**Exercise a**
Answer these questions using the Leonardo and Nietzsche text.
(i) Which Leonardo painting did the church commissioners reject?
(ii) What statement is Nietzsche said to be most famous for?
(iii) Into what did Nietzsche break down humanity's basic drive?

— Start Document text —

Leonardo vs. Nietzsche: Super-DaMan!
Nietzsche was mainly a writer and philosopher. Leonardo was mainly an artist and scientist. Although Leonardo did dabbled in philosophy (what didn't he dabble in?) his writings were far more restrained and obscured. This was due to the time he lived in which was hundreds of years before Nietzsche. If Leo would have written what Nietzsche did back in his time, it would have been pure blasphemy - punishable by death. Both were controversial enough but if you were to switch their places in time, their works would have been considered very differently. Nietzsche was most famous for saying "God is Dead." - You couldn't get away with that 500 years ago, you couldn't even come close.
Leonardo's painting "Madonna on the rocks" was rejected by the church commissioners for being too controversial. The re-worked version (Maybe not all by Leonardo himself) is only slightly different and the changes were where the hands pointed and only small - but apparently significant details.
Da Vinci's philosophical writings were obscured in parables, very short stories, and even shorter phrases. He had a very unique and amazing ability to imbed novel sized information into a couple sentences. "Wisdom is the daughter of experience." "One can have no greater or lesser mastery other than over one's self." While Nietzsche was more long winded - and seemingly far more complicated.
Nietzsche's main focus seemed to be about a "Super man" or at least the concept of a greater than man - man. Übermensch
Evolutionary the "Ubermensch" would be what comes after man in the same way that man came after "cave man" or ape. Animal - man - Superman. Hitler was heavily influenced by this idea and it was the inspiration for his "racial purification." He even went so far as to try and breed a "better race."
Wether Nietzsche himself believed that his idea of a "superman" was actually racial or even physical is questionable. I think he was more focused on the mental aspects of a superior mind rather than a body. Something he was attempting to achieve himself - and failed miserably at. (Nietzsche went insane before he died.)
He broke humanities basic drive down into "The will to power." He wrote about morality as being subjective and almost a weakness. He believed that people were not created equal and focused more on the individual himself rather than humanity as a whole. Almost a dichotomy of christianity. He believed the masses to be sheep, but the Ubermensch wasn't the shepherd per say. The "super man" didn't really involve himself in the herd or the herding.

— End Document text —
— Start The input —

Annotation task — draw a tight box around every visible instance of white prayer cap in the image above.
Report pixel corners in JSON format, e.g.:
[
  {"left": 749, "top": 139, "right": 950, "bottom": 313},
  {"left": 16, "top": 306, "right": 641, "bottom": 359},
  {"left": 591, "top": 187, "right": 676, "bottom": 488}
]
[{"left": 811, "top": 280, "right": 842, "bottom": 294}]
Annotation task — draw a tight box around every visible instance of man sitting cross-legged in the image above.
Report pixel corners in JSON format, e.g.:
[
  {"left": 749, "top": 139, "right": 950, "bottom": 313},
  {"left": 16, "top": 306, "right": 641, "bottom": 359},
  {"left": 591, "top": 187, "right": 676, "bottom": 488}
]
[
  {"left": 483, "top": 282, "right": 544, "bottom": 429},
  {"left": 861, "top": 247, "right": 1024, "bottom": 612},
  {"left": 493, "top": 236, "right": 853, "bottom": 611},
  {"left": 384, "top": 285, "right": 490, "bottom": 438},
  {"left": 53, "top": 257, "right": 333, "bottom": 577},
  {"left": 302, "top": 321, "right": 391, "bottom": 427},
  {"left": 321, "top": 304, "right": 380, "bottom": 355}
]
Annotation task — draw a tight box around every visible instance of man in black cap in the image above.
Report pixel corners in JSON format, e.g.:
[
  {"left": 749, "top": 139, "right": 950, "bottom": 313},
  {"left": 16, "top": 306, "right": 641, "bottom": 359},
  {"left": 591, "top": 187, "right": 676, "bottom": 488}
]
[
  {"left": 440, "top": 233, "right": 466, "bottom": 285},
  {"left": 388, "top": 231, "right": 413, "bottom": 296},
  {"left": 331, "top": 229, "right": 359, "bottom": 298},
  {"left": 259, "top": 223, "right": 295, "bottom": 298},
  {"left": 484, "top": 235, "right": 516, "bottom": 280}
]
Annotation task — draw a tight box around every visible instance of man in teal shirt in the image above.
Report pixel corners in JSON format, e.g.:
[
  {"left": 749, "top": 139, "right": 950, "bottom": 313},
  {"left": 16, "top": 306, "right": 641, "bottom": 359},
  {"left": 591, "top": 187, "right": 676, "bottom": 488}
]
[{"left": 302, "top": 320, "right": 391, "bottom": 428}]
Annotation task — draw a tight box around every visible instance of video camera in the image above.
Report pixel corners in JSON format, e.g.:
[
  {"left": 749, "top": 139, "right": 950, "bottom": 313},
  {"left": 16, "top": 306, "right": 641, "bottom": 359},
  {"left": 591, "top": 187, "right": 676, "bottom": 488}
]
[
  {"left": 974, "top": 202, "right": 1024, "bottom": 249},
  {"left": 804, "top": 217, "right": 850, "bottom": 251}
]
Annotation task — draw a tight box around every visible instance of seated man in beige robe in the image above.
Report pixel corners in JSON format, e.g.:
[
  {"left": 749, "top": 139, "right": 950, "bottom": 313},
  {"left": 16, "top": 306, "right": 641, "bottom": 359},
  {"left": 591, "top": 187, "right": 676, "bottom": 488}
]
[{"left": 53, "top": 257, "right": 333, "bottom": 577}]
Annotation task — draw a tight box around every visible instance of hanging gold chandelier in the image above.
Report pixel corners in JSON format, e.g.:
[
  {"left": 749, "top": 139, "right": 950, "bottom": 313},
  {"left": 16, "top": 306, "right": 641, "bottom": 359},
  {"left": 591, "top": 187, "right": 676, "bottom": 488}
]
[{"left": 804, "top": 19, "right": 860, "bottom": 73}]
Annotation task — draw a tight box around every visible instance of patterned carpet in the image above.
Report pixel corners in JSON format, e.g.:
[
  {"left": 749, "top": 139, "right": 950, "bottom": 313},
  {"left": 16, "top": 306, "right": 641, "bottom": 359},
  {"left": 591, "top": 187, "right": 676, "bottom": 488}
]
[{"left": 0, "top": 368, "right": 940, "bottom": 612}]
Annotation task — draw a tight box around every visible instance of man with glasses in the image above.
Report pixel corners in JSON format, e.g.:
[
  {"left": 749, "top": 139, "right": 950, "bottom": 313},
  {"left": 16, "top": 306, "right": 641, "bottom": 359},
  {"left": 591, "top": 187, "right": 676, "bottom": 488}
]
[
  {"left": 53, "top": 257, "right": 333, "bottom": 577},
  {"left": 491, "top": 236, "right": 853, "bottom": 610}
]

— End The input —

**Exercise b**
Convert the rows, from the line containing "carpet in the image above." through the end of the rows, into a JSON list of strings with one string per line, leaving out blank lines.

**Complete output a**
(i) "Madonna on the rocks"
(ii) "God is Dead."
(iii) "The will to power."

**Complete output b**
[
  "Annotation task — draw a tight box around every visible instance of patterned carpet in the image above.",
  "Report pixel corners in JSON format, e.g.:",
  "[",
  "  {\"left\": 749, \"top\": 139, \"right\": 950, \"bottom\": 313},",
  "  {\"left\": 16, \"top\": 306, \"right\": 641, \"bottom\": 359},",
  "  {\"left\": 591, \"top\": 187, \"right\": 676, \"bottom\": 488}",
  "]",
  "[{\"left\": 0, \"top\": 368, \"right\": 940, \"bottom\": 612}]",
  "Annotation task — draw a tight box around every visible instance of man with glasses in the image above.",
  "Report pixel corners in JSON format, e.g.:",
  "[",
  "  {\"left\": 749, \"top\": 139, \"right\": 950, \"bottom\": 313},",
  "  {\"left\": 16, \"top\": 306, \"right\": 641, \"bottom\": 359},",
  "  {\"left\": 591, \"top\": 187, \"right\": 676, \"bottom\": 488}",
  "]",
  "[",
  "  {\"left\": 53, \"top\": 257, \"right\": 333, \"bottom\": 577},",
  "  {\"left\": 491, \"top\": 236, \"right\": 853, \"bottom\": 610}",
  "]"
]